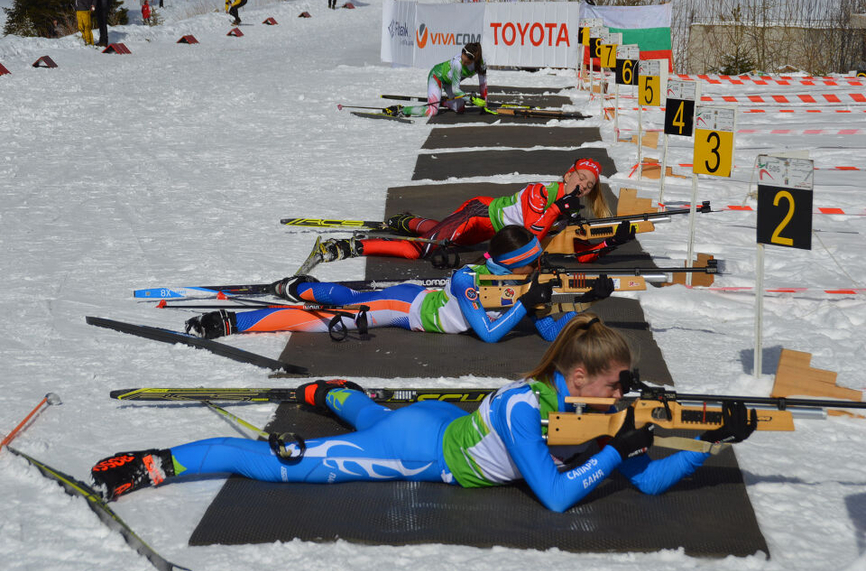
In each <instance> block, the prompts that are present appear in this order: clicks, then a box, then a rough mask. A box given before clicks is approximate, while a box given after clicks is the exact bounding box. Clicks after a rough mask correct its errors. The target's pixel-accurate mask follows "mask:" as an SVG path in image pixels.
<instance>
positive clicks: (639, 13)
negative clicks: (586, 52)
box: [580, 2, 674, 72]
mask: <svg viewBox="0 0 866 571" xmlns="http://www.w3.org/2000/svg"><path fill="white" fill-rule="evenodd" d="M671 8H672V4H671V3H670V2H668V3H667V4H661V5H658V6H590V5H589V4H586V3H582V4H581V6H580V19H581V20H584V19H588V18H599V19H601V20H602V21H603V22H604V25H605V27H606V28H608V29H610V31H611V32H612V33H621V34H622V43H623V45H625V44H637V45H639V46H640V59H666V60H668V71H671V72H672V71H673V70H674V56H673V52H672V51H671ZM584 63H585V64H589V54H588V53H587V54H586V56H585V57H584Z"/></svg>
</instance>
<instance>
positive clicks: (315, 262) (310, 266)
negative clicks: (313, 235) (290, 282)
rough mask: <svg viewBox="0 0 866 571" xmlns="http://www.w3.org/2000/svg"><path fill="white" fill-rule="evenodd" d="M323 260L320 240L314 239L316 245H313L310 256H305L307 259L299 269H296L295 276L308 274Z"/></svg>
mask: <svg viewBox="0 0 866 571" xmlns="http://www.w3.org/2000/svg"><path fill="white" fill-rule="evenodd" d="M324 260H325V258H324V257H323V256H322V238H321V237H318V236H317V237H316V243H315V244H313V249H312V250H311V251H310V255H309V256H307V259H306V260H304V263H303V264H301V267H300V268H298V271H296V272H295V275H296V276H300V275H306V274H309V273H310V272H311V271H312V270H313V268H315V267H316V266H318V265H319V264H321V263H322V262H323V261H324Z"/></svg>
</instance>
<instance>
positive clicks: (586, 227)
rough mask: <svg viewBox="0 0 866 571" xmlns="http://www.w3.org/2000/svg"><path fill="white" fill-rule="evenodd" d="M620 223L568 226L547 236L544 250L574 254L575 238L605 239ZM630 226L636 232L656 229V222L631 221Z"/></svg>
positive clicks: (555, 252) (544, 244) (610, 236)
mask: <svg viewBox="0 0 866 571" xmlns="http://www.w3.org/2000/svg"><path fill="white" fill-rule="evenodd" d="M619 224H620V223H619V222H609V223H601V224H595V223H591V222H582V223H580V224H576V225H570V226H566V227H565V230H563V231H562V232H560V233H559V234H556V235H555V236H549V237H547V238H545V239H544V240H542V242H541V244H542V247H543V248H544V251H545V252H546V253H548V254H574V253H575V251H576V248H575V247H574V242H575V240H580V241H585V240H603V239H605V238H610V237H611V236H613V235H614V234H616V229H617V227H618V226H619ZM630 227H631V230H634V232H635V233H636V234H639V233H642V232H652V231H653V230H655V224H653V223H652V222H650V221H637V222H630Z"/></svg>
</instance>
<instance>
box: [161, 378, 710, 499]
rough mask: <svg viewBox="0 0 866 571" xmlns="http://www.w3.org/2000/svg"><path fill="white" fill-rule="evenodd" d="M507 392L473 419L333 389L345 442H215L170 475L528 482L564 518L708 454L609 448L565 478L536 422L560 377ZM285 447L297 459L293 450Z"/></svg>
mask: <svg viewBox="0 0 866 571" xmlns="http://www.w3.org/2000/svg"><path fill="white" fill-rule="evenodd" d="M553 384H554V385H555V387H553V386H551V385H548V384H546V383H542V382H538V381H535V380H531V381H529V382H517V383H512V384H509V385H506V386H504V387H502V388H501V389H499V390H498V391H496V392H495V393H493V394H491V395H488V397H487V398H485V399H484V401H483V402H482V403H481V406H480V407H479V409H478V410H477V411H476V412H473V413H472V414H468V413H466V412H465V411H463V410H462V409H460V408H458V407H456V406H454V405H452V404H450V403H443V402H439V401H425V402H420V403H416V404H412V405H410V406H407V407H404V408H399V409H396V410H391V409H388V408H387V407H384V406H382V405H379V404H376V403H374V402H373V401H372V400H371V399H369V398H368V397H367V396H366V395H365V394H364V393H361V392H358V391H353V390H349V389H334V390H332V391H330V392H329V393H328V397H327V405H328V407H329V408H330V409H331V410H332V411H333V412H334V413H335V414H336V415H337V416H338V417H339V418H340V419H342V420H344V421H346V422H348V423H350V424H351V425H353V426H354V427H355V428H356V432H352V433H349V434H345V435H339V436H333V437H327V438H316V439H310V440H308V441H307V442H306V451H305V452H304V453H303V456H302V457H301V458H300V459H288V460H286V459H281V458H280V457H278V456H277V455H276V454H275V453H274V452H273V451H272V450H271V448H270V446H269V445H268V443H267V442H264V441H253V440H244V439H239V438H212V439H208V440H201V441H198V442H192V443H189V444H184V445H181V446H177V447H174V448H172V449H171V453H172V457H173V463H174V470H175V475H177V476H180V475H186V474H209V473H225V472H229V473H234V474H241V475H244V476H246V477H248V478H254V479H257V480H264V481H270V482H308V483H319V484H324V483H339V482H349V481H379V480H410V481H424V482H445V483H449V484H459V485H461V486H463V487H479V486H492V485H499V484H506V483H508V482H512V481H514V480H519V479H524V480H525V481H526V482H527V484H528V485H529V487H530V488H531V489H532V490H533V492H534V493H535V494H536V496H537V497H538V499H539V500H540V501H541V502H542V503H543V504H544V505H545V506H546V507H548V508H549V509H551V510H554V511H564V510H566V509H568V508H569V507H571V506H572V505H574V504H575V503H577V502H578V501H580V500H581V499H582V498H583V497H585V496H586V495H587V494H589V493H590V492H591V491H592V490H593V489H594V488H595V486H597V485H598V483H599V482H601V481H602V480H603V479H604V478H606V477H607V476H609V475H610V474H611V473H612V471H613V470H614V469H617V470H619V471H620V472H621V473H622V474H624V475H625V476H626V477H627V478H629V480H631V482H632V483H633V484H635V485H636V486H637V487H638V488H639V489H640V490H641V491H642V492H644V493H649V494H659V493H661V492H663V491H665V490H666V489H667V488H669V487H670V486H671V485H673V484H675V483H676V482H678V481H679V480H680V479H681V478H683V477H684V476H687V475H689V474H691V473H692V472H694V470H695V469H696V468H697V467H698V466H700V465H701V464H702V463H703V462H704V460H705V459H706V458H707V457H708V456H709V455H708V454H703V453H698V452H689V451H681V452H678V453H676V454H673V455H671V456H669V457H667V458H664V459H662V460H651V459H649V458H648V457H647V456H646V455H642V456H638V457H635V458H630V459H627V460H625V461H623V460H621V458H620V456H619V453H618V452H617V451H616V450H615V449H614V448H612V447H610V446H605V447H604V448H602V450H601V451H600V452H598V453H597V454H595V455H593V456H592V457H591V458H589V460H587V461H586V462H585V463H584V464H582V465H581V466H578V467H576V468H573V469H571V470H568V471H565V472H562V471H560V470H559V469H558V467H557V465H556V463H555V461H554V459H553V458H552V457H551V453H550V450H549V449H548V447H547V445H546V443H545V441H544V438H543V429H542V425H541V419H542V418H547V415H548V414H549V413H550V412H552V411H557V410H558V411H565V410H567V407H568V406H571V405H566V403H565V401H564V396H565V395H566V394H568V393H567V392H565V390H564V389H565V384H564V379H563V378H562V376H561V375H559V374H557V375H556V377H555V378H554V381H553ZM288 449H289V450H290V451H292V452H293V453H295V454H297V453H300V449H299V447H298V445H297V444H290V445H289V446H288Z"/></svg>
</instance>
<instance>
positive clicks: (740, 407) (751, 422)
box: [701, 401, 758, 442]
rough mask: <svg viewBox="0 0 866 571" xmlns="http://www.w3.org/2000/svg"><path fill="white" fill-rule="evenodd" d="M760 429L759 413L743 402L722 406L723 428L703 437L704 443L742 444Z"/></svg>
mask: <svg viewBox="0 0 866 571" xmlns="http://www.w3.org/2000/svg"><path fill="white" fill-rule="evenodd" d="M756 428H758V413H757V411H755V409H751V411H747V410H746V405H745V403H743V402H741V401H737V402H726V403H724V404H723V405H722V426H721V428H716V429H715V430H708V431H706V432H704V433H703V434H702V435H701V440H703V441H704V442H742V441H743V440H745V439H746V438H748V437H749V436H750V435H751V434H752V433H753V432H754V431H755V429H756Z"/></svg>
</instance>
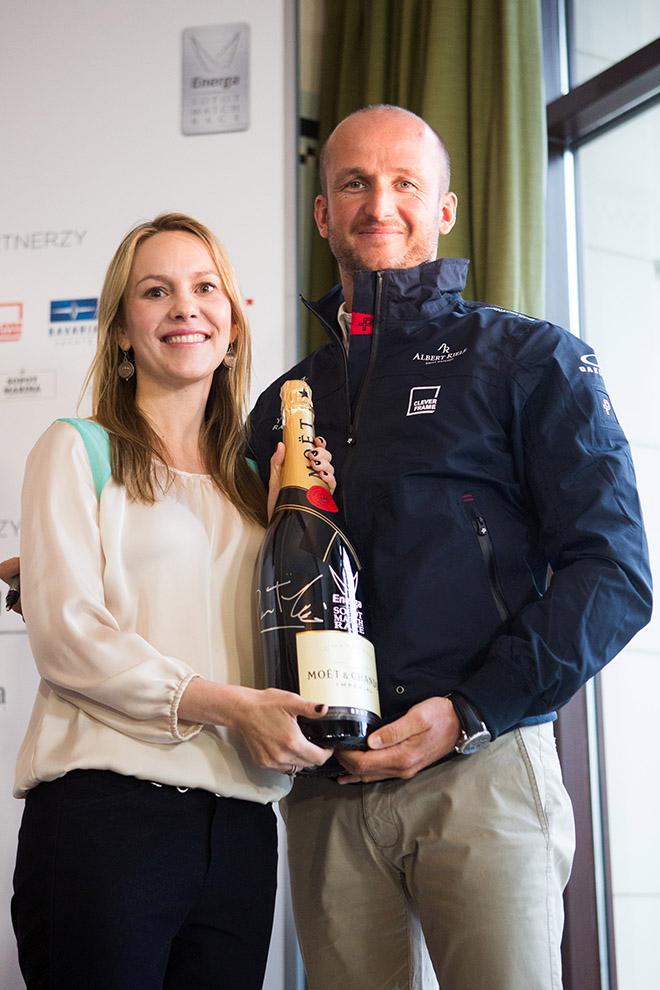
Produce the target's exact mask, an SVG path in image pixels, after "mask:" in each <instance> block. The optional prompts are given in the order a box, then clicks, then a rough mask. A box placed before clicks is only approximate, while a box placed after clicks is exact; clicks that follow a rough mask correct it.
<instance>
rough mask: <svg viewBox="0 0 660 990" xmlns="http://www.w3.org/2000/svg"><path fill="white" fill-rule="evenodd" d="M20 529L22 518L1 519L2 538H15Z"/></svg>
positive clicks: (0, 530)
mask: <svg viewBox="0 0 660 990" xmlns="http://www.w3.org/2000/svg"><path fill="white" fill-rule="evenodd" d="M20 531H21V521H20V519H0V540H9V539H12V540H15V539H16V538H17V537H18V535H19V533H20Z"/></svg>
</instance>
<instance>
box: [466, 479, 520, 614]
mask: <svg viewBox="0 0 660 990" xmlns="http://www.w3.org/2000/svg"><path fill="white" fill-rule="evenodd" d="M461 503H462V505H463V509H464V511H465V513H466V515H467V518H468V521H469V523H470V526H471V528H472V530H473V531H474V535H475V539H476V541H477V545H478V547H479V551H480V553H481V557H482V560H483V562H484V569H485V571H486V576H487V578H488V586H489V588H490V593H491V597H492V599H493V603H494V604H495V608H496V609H497V613H498V615H499V617H500V619H501V620H502V622H509V621H510V620H511V618H512V616H511V612H510V610H509V607H508V605H507V603H506V599H505V597H504V591H503V590H502V583H501V581H500V577H499V573H498V570H497V558H496V555H495V547H494V546H493V541H492V538H491V534H490V529H489V528H488V523H487V522H486V519H485V517H484V515H483V514H482V513H481V512H480V510H479V507H478V505H477V502H476V500H475V497H474V495H472V494H471V493H470V492H466V493H465V494H464V495H463V496H462V497H461Z"/></svg>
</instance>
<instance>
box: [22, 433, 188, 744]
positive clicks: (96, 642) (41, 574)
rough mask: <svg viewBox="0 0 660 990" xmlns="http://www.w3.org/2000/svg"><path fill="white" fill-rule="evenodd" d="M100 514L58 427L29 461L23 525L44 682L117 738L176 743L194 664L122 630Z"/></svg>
mask: <svg viewBox="0 0 660 990" xmlns="http://www.w3.org/2000/svg"><path fill="white" fill-rule="evenodd" d="M98 518H99V504H98V499H97V495H96V490H95V487H94V482H93V479H92V473H91V469H90V466H89V461H88V458H87V453H86V450H85V447H84V444H83V441H82V439H81V437H80V435H79V434H78V432H77V431H76V430H75V429H74V428H73V427H72V426H70V425H68V424H66V423H54V424H53V425H52V426H51V427H50V429H48V430H47V431H46V433H44V435H43V436H42V437H41V438H40V439H39V441H38V442H37V444H36V445H35V447H34V448H33V450H32V451H31V453H30V455H29V457H28V461H27V465H26V471H25V479H24V483H23V492H22V520H21V602H22V606H23V614H24V616H25V622H26V627H27V633H28V638H29V641H30V646H31V649H32V653H33V655H34V658H35V661H36V664H37V667H38V669H39V673H40V674H41V677H42V678H43V680H44V681H45V682H46V683H47V684H48V686H49V687H50V688H51V689H52V690H53V691H54V692H55V693H56V694H57V695H58V696H59V697H61V698H63V699H65V700H66V701H69V702H70V703H71V704H73V705H75V706H77V707H78V708H80V709H81V710H82V711H84V712H86V713H87V714H88V715H90V716H92V717H93V718H96V719H98V720H99V721H100V722H103V723H105V724H106V725H109V726H111V727H112V728H113V729H116V730H117V731H119V732H123V733H125V734H126V735H129V736H132V737H134V738H136V739H140V740H143V741H146V742H152V743H177V742H182V741H184V740H186V739H189V738H191V737H192V736H194V735H196V734H197V733H198V732H200V731H201V729H202V726H201V725H193V724H190V723H179V721H178V718H177V708H178V704H179V701H180V699H181V696H182V694H183V692H184V691H185V689H186V687H187V686H188V684H189V683H190V681H191V680H192V679H193V678H194V677H196V676H198V675H197V674H196V672H195V671H194V670H193V669H192V668H191V667H190V665H189V664H187V663H185V662H184V661H182V660H179V659H177V658H176V657H170V656H165V655H163V654H162V653H160V652H159V651H158V650H156V649H154V648H153V647H152V646H150V644H149V643H148V642H146V640H145V639H143V638H142V637H141V636H139V635H137V634H136V633H133V632H126V631H123V630H121V629H120V628H119V626H118V623H117V621H116V620H115V618H114V616H113V615H112V613H111V612H110V611H109V609H108V608H107V606H106V603H105V595H104V588H103V568H104V557H103V550H102V544H101V534H100V531H99V524H98Z"/></svg>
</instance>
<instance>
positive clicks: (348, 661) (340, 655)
mask: <svg viewBox="0 0 660 990" xmlns="http://www.w3.org/2000/svg"><path fill="white" fill-rule="evenodd" d="M280 395H281V397H282V422H283V430H284V443H285V445H286V454H285V459H284V465H283V467H282V486H281V488H280V493H279V497H278V500H277V504H276V506H275V511H274V513H273V518H272V520H271V523H270V526H269V527H268V530H267V533H266V536H265V539H264V542H263V545H262V548H261V553H260V557H259V562H258V565H257V618H258V627H259V640H260V644H261V649H262V655H263V660H264V664H265V672H266V681H267V684H268V686H269V687H277V688H281V689H283V690H285V691H293V692H295V693H297V694H300V695H302V697H303V698H305V699H306V700H308V701H317V702H320V703H324V704H327V705H328V713H327V715H326V716H325V717H323V718H321V719H318V720H316V719H304V718H300V719H299V722H300V726H301V729H302V732H303V734H304V735H305V736H306V737H307V738H308V739H309V740H310V741H311V742H313V743H315V744H316V745H317V746H324V747H327V748H335V749H337V748H338V749H366V738H367V734H368V733H369V732H371V731H373V730H374V729H375V728H377V727H378V725H379V724H380V705H379V700H378V684H377V677H376V662H375V655H374V648H373V645H372V644H371V642H370V640H369V639H368V629H367V618H366V614H365V609H364V606H363V602H362V596H361V593H360V579H359V570H360V565H359V562H358V559H357V556H356V553H355V550H354V549H353V547H352V546H351V544H350V541H349V540H348V538H347V537H346V534H345V531H344V526H343V523H342V520H341V516H340V513H339V510H338V507H337V504H336V502H335V500H334V499H333V497H332V495H331V494H330V490H329V488H328V486H327V485H326V484H325V482H324V481H323V480H322V479H321V478H320V477H319V476H318V475H317V474H316V473H315V472H314V470H313V468H312V466H311V464H310V462H309V459H308V457H307V456H306V455H307V452H308V451H310V450H314V408H313V406H312V393H311V389H310V387H309V385H307V383H306V382H304V381H289V382H285V383H284V385H283V386H282V389H281V392H280Z"/></svg>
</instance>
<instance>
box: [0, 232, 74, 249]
mask: <svg viewBox="0 0 660 990" xmlns="http://www.w3.org/2000/svg"><path fill="white" fill-rule="evenodd" d="M86 235H87V231H86V230H29V231H27V232H24V233H14V232H12V233H7V234H2V233H0V251H44V250H46V249H52V248H71V247H80V245H81V244H82V242H83V240H84V239H85V237H86Z"/></svg>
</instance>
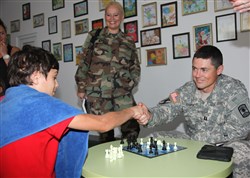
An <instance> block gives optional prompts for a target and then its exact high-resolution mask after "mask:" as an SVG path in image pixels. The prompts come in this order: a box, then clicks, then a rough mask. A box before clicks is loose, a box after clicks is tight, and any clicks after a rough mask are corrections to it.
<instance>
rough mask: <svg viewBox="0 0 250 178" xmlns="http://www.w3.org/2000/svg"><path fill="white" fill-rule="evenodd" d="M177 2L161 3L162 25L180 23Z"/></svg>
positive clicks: (162, 27)
mask: <svg viewBox="0 0 250 178" xmlns="http://www.w3.org/2000/svg"><path fill="white" fill-rule="evenodd" d="M177 17H178V13H177V2H171V3H166V4H162V5H161V27H162V28H164V27H172V26H177V25H178V18H177Z"/></svg>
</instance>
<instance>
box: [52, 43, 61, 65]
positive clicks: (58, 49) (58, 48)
mask: <svg viewBox="0 0 250 178" xmlns="http://www.w3.org/2000/svg"><path fill="white" fill-rule="evenodd" d="M53 54H54V56H55V58H56V60H58V61H61V60H62V43H53Z"/></svg>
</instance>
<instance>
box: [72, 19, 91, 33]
mask: <svg viewBox="0 0 250 178" xmlns="http://www.w3.org/2000/svg"><path fill="white" fill-rule="evenodd" d="M88 31H89V20H88V19H82V20H77V21H75V35H79V34H83V33H88Z"/></svg>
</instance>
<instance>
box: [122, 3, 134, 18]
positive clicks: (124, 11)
mask: <svg viewBox="0 0 250 178" xmlns="http://www.w3.org/2000/svg"><path fill="white" fill-rule="evenodd" d="M123 10H124V18H129V17H135V16H137V0H123Z"/></svg>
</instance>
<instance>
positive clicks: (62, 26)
mask: <svg viewBox="0 0 250 178" xmlns="http://www.w3.org/2000/svg"><path fill="white" fill-rule="evenodd" d="M70 22H71V21H70V19H68V20H64V21H62V22H61V23H62V39H67V38H70V37H71V26H70Z"/></svg>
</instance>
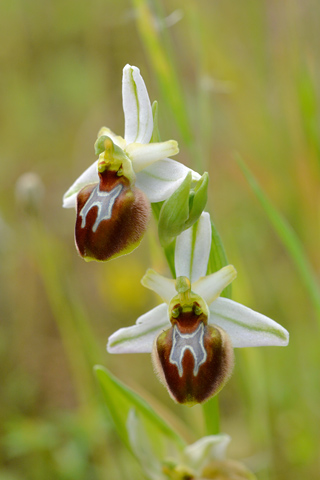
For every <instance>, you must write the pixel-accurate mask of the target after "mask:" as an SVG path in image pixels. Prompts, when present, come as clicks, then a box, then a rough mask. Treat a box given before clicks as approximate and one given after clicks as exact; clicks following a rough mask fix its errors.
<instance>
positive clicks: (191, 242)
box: [175, 212, 211, 293]
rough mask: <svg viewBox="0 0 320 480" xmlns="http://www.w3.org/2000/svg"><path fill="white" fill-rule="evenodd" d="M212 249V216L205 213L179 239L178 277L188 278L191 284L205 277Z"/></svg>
mask: <svg viewBox="0 0 320 480" xmlns="http://www.w3.org/2000/svg"><path fill="white" fill-rule="evenodd" d="M210 247H211V222H210V215H209V213H206V212H203V213H202V214H201V216H200V218H199V220H198V222H196V223H195V224H194V225H192V227H190V228H188V229H187V230H185V231H184V232H182V233H181V235H179V236H178V237H177V240H176V248H175V267H176V275H177V277H180V276H184V277H187V278H189V280H190V281H191V283H193V282H195V281H196V280H198V278H199V277H203V276H204V275H205V274H206V273H207V268H208V260H209V255H210ZM195 291H196V290H195ZM197 293H198V292H197Z"/></svg>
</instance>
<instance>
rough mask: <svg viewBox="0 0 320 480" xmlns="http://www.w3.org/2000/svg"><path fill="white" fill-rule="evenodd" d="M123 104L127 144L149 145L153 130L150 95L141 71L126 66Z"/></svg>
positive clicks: (123, 75)
mask: <svg viewBox="0 0 320 480" xmlns="http://www.w3.org/2000/svg"><path fill="white" fill-rule="evenodd" d="M122 102H123V111H124V123H125V130H124V131H125V133H124V138H125V140H126V142H127V143H134V142H138V143H149V142H150V138H151V135H152V130H153V118H152V109H151V104H150V100H149V95H148V91H147V88H146V86H145V83H144V81H143V78H142V77H141V75H140V70H139V68H137V67H132V66H131V65H126V66H125V67H124V69H123V76H122Z"/></svg>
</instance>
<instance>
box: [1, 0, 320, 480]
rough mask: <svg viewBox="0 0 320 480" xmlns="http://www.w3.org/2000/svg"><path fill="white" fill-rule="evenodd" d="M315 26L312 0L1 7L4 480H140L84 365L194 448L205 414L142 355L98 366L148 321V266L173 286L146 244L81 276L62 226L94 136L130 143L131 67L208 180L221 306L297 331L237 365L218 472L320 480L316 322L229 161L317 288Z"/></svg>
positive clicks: (209, 198) (152, 249)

Your goal: Gather every line of the listing that contains the word "optional", matching case exactly.

Solution to the exercise:
Produce the target's exact mask, an SVG path in image pixels, after "mask:" in each <instance> block. The optional prompts are given in the order a box, then clicks, then a rough mask. A box placed before clicks is only approximate, while a box placed after clicks is exact; clicks that follow a rough mask correct it.
An <instance> block gives optional prompts for a target and then its exact high-resolution mask after "mask:" as an SVG path in image pixels. The prompts come in this order: a box, then clicks, then a rough mask. A box before clicks is loose, a box after clicks is tight, and any clicks after a rough mask are corrections to it.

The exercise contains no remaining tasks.